**ЧТО НУЖНО СДЕЛАТЬ**
a - Определите, согласуется ли с цитируемым текстом каждое из утверждений: (i) Быков делит жизнь Пастернака на три поры; (ii) ведущая метафора у Быкова — метафора зимы; (iii) главные события жизни Пастернака приходились на осень. Для каждого ответьте «да» или «нет» и приведите точную цитату, которая это решает.
b - Перепишите из цитируемого текста без изменений отрывок, начиная со слов «Что же вчитал» и заканчивая словами «и чувствование мира.».
c - Ответьте по цитируемому тексту на вопросы:
(i) Что прежде всего вчитал Дмитрий Львович в Бориса Леонидовича?
(ii) С чем сравнивается деление жизни Пастернака на три поры?
(iii) Что названо стихией Пастернака?

**ЦИТИРУЕМЫЙ ТЕКСТ**

Что же вчитал Дмитрий Львович в Бориса Леонидовича? Прежде всего (и еще, пожалуй, прежде понимания предмета как такового) — самого себя, собственный темперамент, воображение и чувствование мира.
Мы уже заметили, что в каждой писательской биографии, вышедшей из-под пера писателя, есть свой ведущий образ или ведущая метафора. У Быкова — сплошь метафоры; ведущая средь них — метафора лета, которая открыто работает у него на правах исследовательской модели: «Жизнь Пастернака отчетливо делится на три поры, как русское дачное лето — на три месяца <…> он представляется нам явлением по преимуществу летним <…> Стихия Пастернака — летний дождь с его ликующей щедростью, обжигающее солнце, цветение и созревание; на лето приходились и все главные события в его жизни — встречи с возлюбленными, возникновение лучших замыслов, духовные переломы. Мы применили эту метафору для его жизнеописания».

**СТРОКИ ДАННЫХ**
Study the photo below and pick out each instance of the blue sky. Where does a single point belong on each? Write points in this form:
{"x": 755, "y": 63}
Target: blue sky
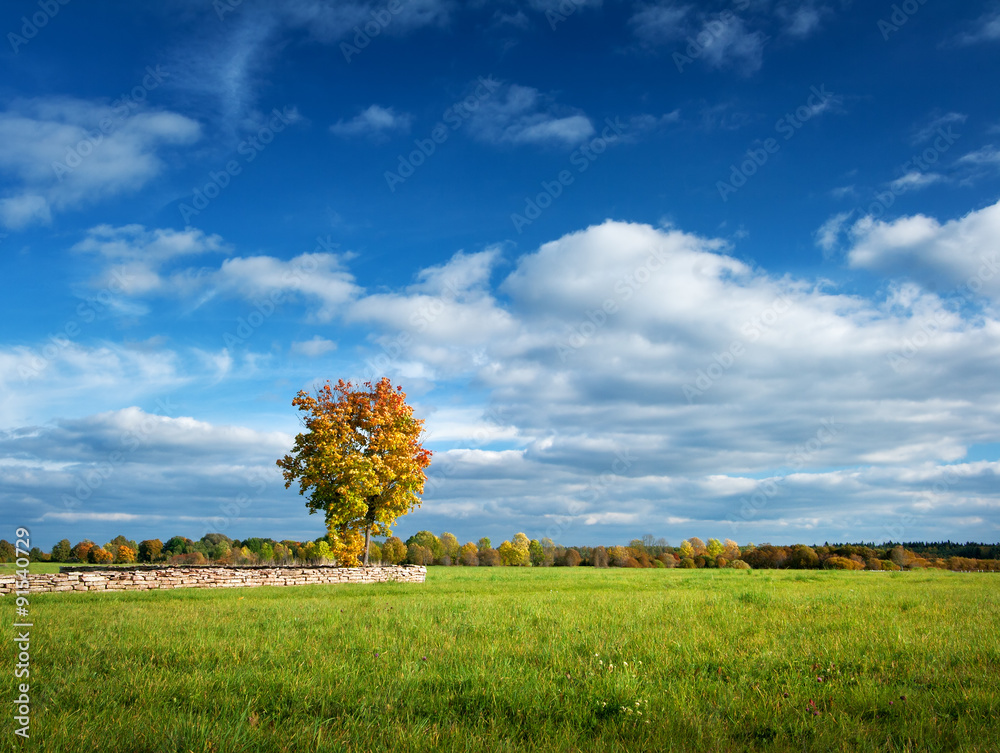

**ОТВЕТЫ К ЗАДАНИЯМ**
a -
(i) Да: «Жизнь Пастернака отчетливо делится на три поры».
(ii) Нет: «ведущая средь них — метафора лета».
(iii) Нет: «на лето приходились и все главные события в его жизни».

b -
Что же вчитал Дмитрий Львович в Бориса Леонидовича? Прежде всего (и еще, пожалуй, прежде понимания предмета как такового) — самого себя, собственный темперамент, воображение и чувствование мира.

c -
(i) Самого себя, собственный темперамент, воображение и чувствование мира.
(ii) С русским дачным летом, которое делится на три месяца.
(iii) Летний дождь с его ликующей щедростью, обжигающее солнце, цветение и созревание.